__EXERCISE AIM__:
Please count the lines in the records below that contain the word "nightstand", and give only that number.

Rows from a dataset
"""
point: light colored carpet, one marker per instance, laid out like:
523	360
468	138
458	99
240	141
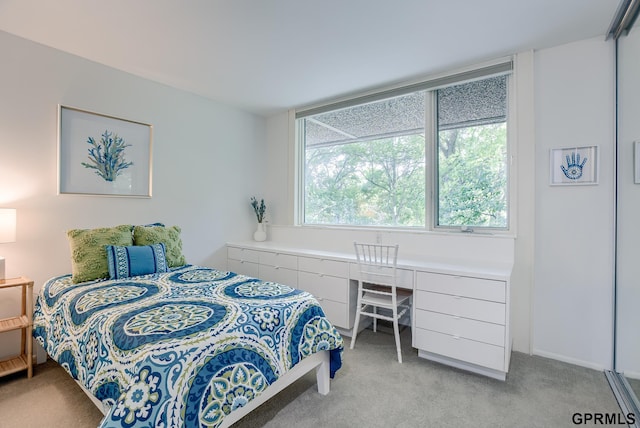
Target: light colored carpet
371	390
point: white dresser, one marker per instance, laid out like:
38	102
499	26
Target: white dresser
463	321
460	311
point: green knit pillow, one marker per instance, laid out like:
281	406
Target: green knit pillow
169	236
88	250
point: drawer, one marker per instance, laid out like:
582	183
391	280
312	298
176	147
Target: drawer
461	349
243	254
336	312
486	289
323	266
481	310
280	275
405	276
461	327
278	260
242	267
324	287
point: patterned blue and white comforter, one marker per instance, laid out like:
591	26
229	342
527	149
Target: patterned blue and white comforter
182	348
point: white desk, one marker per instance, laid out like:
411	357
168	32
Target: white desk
461	309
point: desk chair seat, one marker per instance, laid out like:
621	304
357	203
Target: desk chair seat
377	288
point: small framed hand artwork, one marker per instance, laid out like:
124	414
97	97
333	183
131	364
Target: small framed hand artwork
574	165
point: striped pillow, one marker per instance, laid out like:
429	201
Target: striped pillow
125	262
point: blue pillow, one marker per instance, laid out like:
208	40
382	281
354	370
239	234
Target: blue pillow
137	260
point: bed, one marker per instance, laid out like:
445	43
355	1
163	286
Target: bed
192	346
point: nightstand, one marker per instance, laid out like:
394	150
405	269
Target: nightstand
24	322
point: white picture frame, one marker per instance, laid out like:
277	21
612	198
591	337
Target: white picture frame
574	166
85	167
636	162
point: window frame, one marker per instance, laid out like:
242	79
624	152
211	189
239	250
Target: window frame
504	66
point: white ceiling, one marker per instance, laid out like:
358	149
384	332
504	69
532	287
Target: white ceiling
265	56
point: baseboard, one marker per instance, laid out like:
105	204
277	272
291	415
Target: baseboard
565	359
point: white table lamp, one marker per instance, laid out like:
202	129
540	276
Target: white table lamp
7	232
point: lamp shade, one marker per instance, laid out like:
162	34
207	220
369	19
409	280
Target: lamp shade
7	225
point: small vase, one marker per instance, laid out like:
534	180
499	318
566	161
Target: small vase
260	234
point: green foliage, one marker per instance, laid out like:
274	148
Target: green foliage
472	176
378	182
382	182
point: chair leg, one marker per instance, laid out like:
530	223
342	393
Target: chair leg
375	320
396	332
355	328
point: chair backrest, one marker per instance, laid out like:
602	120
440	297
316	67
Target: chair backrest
377	263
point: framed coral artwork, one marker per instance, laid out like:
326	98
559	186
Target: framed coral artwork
574	165
103	155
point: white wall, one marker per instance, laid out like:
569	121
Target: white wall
628	288
563	273
208	160
572	302
280	196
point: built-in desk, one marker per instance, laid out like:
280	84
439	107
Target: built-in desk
461	309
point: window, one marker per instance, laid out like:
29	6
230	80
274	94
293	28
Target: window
471	183
376	160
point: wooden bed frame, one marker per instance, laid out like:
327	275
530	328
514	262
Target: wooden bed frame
318	361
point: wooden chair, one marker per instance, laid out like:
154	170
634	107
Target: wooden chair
377	288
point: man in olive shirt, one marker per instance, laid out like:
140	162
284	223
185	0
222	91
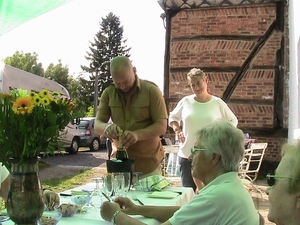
"""
__EXERCISE RESPONSE__:
2